▶ **RECORD SET**:

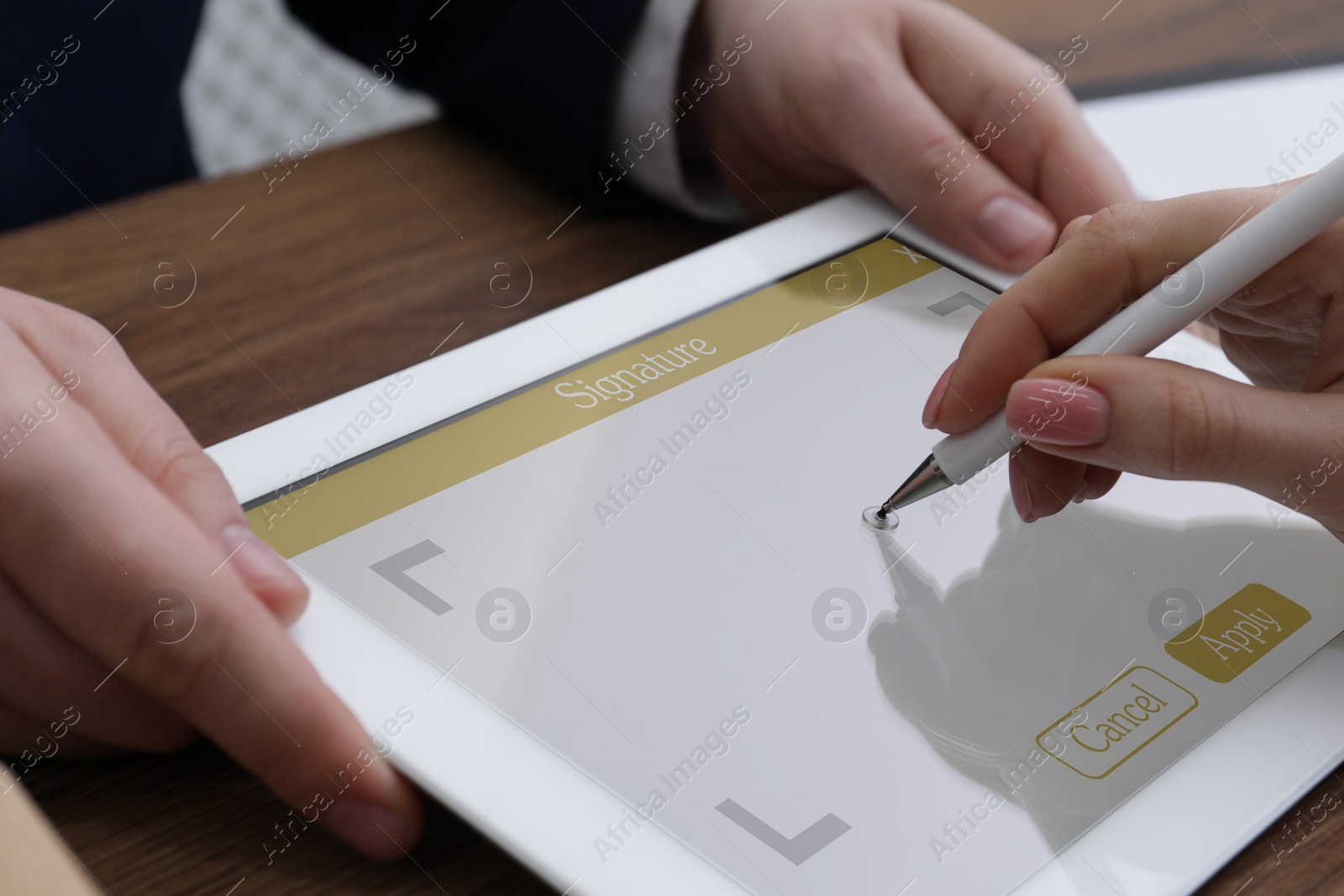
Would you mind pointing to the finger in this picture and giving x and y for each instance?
(1168, 421)
(26, 741)
(1100, 481)
(44, 673)
(1016, 109)
(1112, 259)
(89, 365)
(898, 139)
(1041, 484)
(89, 540)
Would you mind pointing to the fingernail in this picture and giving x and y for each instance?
(371, 829)
(1010, 224)
(253, 558)
(1018, 485)
(934, 402)
(1058, 412)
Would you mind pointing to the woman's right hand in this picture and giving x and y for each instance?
(1090, 418)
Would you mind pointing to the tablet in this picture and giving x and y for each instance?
(600, 584)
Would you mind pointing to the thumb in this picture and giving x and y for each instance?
(1173, 422)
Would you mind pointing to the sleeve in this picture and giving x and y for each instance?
(535, 76)
(643, 134)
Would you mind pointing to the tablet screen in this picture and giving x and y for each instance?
(655, 563)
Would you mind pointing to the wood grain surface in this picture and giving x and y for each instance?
(366, 259)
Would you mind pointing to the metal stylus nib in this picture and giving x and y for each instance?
(927, 479)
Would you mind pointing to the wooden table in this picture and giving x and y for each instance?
(366, 259)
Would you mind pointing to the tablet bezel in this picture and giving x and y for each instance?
(546, 810)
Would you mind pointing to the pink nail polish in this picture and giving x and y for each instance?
(1058, 412)
(1010, 226)
(253, 558)
(934, 402)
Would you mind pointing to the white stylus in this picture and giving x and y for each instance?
(1180, 300)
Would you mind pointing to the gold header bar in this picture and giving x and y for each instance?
(313, 512)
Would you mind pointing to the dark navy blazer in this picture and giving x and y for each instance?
(89, 90)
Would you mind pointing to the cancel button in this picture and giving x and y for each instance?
(1117, 721)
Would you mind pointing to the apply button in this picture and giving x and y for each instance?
(1238, 631)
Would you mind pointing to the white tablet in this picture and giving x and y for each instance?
(600, 584)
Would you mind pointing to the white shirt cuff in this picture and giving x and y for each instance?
(644, 121)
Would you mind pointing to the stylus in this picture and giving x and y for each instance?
(1182, 298)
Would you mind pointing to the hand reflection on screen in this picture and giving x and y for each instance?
(1057, 611)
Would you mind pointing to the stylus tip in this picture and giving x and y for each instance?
(877, 519)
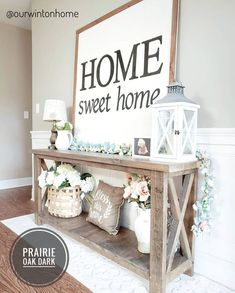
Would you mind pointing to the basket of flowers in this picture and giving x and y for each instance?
(65, 190)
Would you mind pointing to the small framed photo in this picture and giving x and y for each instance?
(141, 147)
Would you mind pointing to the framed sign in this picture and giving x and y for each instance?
(123, 63)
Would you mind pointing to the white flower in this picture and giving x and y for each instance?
(142, 190)
(210, 182)
(59, 179)
(87, 185)
(60, 125)
(204, 171)
(73, 178)
(50, 178)
(64, 169)
(127, 192)
(42, 179)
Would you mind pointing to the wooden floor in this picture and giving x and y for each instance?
(14, 203)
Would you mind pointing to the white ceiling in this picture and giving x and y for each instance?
(15, 6)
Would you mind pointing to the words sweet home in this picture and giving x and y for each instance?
(115, 72)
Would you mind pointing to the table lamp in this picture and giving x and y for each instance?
(54, 110)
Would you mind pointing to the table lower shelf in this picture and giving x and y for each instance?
(121, 248)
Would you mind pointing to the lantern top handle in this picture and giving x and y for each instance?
(175, 95)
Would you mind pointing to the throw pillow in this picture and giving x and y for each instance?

▶ **PROBLEM REQUIREMENTS**:
Retype each entry exactly. No pictures.

▶ **TASK OUTPUT**:
Would you mind pointing to the finger in this picture and giving x and y for each instance?
(1168, 421)
(26, 741)
(1100, 481)
(44, 673)
(1016, 109)
(1112, 259)
(89, 365)
(898, 139)
(1041, 484)
(89, 540)
Would you mind pointing to the fingernail in this picture and giving x and y for each instance?
(371, 829)
(1010, 224)
(253, 558)
(1018, 485)
(934, 402)
(1058, 412)
Would you mind pointing to the woman's right hand in this picture and giving x and y for each instance?
(1090, 418)
Would you mind pointing to the tablet in this picture and giving x and y for each instance?
(600, 584)
Would you mind pointing to the thumb in this picture and giving x and y for each instance?
(1173, 422)
Would you mind pointing to the sleeve in this picture and giving x and y for each instance?
(535, 76)
(643, 134)
Would you mind pointing to the tablet screen in this picture and giving x and y for each instance?
(655, 563)
Would you mind pointing to the wood grain surface in this picture and giving x and y for each instance?
(366, 259)
Would you mind pointing to the metal stylus nib in this picture and giving x and y for each instance?
(927, 479)
Would you mind pointing to the wooden table in this picture and giving x and y for each instance?
(366, 259)
Would you mind pointing to the tablet bezel in this picture and giving x and y for each instance?
(546, 810)
Would you mind pointing to the pink nail polish in this picture and giving x and y for each instance?
(1058, 412)
(1010, 226)
(253, 558)
(934, 402)
Would you mind pointing to the white stylus in this picture and giving x and y for each instance?
(1180, 300)
Would you mind pointing to the gold header bar in this picture and giving x and y for each instance?
(313, 512)
Would you mind pointing to the dark navy blazer in this picture and giving x and y for each instance?
(89, 90)
Would you mind pointing to the cancel button in this picture and giving x and y for each instance?
(1117, 721)
Would you mind pointing to the apply button in this picture and giving x and y for each instance?
(1238, 631)
Would you mind pointing to the white tablet in this picture and giving x and y for each instance?
(600, 584)
Would you mind pointing to the white shirt cuff in this picture and giving x and y for each instance?
(644, 121)
Would you mind pointing to the stylus in this picture and giving x and y for each instance?
(1182, 298)
Would you mind pointing to the hand reflection on screen in this picture and giving x and y for each instance?
(1057, 611)
Would you mind pointing to the stylus tip in this picture and giving x and y for each instance?
(877, 519)
Would you mind pointing to the basket of flowers in this picture and giving x and y for each instance?
(65, 190)
Would you mind pointing to the small framed photo in this picture and giving x and y for each instance?
(141, 147)
Would you mind pointing to the framed sign in this picture and giving x and y for each instance?
(123, 63)
Would you mind pointing to the white flower in this picture and giving x and y for each instance?
(142, 190)
(210, 182)
(59, 179)
(87, 185)
(60, 125)
(204, 171)
(73, 178)
(50, 178)
(64, 169)
(127, 192)
(42, 179)
Would you mind pointing to the wooden floor in this picture and giving x and y for each instance?
(14, 203)
Would you mind pointing to the white ceiling in this picture and giving x and y for each instance?
(15, 6)
Would you mind pointing to the words sweet home in this picture and giving x and y for each instance?
(115, 72)
Would you mind pointing to the table lamp in this picture and giving x and y for each instance?
(54, 110)
Would you mind pointing to the table lower shelf in this picture and giving x and y for each instance?
(121, 248)
Would you mind pointing to the lantern top handle in this picture and giving x and y for each instance?
(175, 95)
Would you mind pointing to the throw pillow in this picture and giving x and y for each instance?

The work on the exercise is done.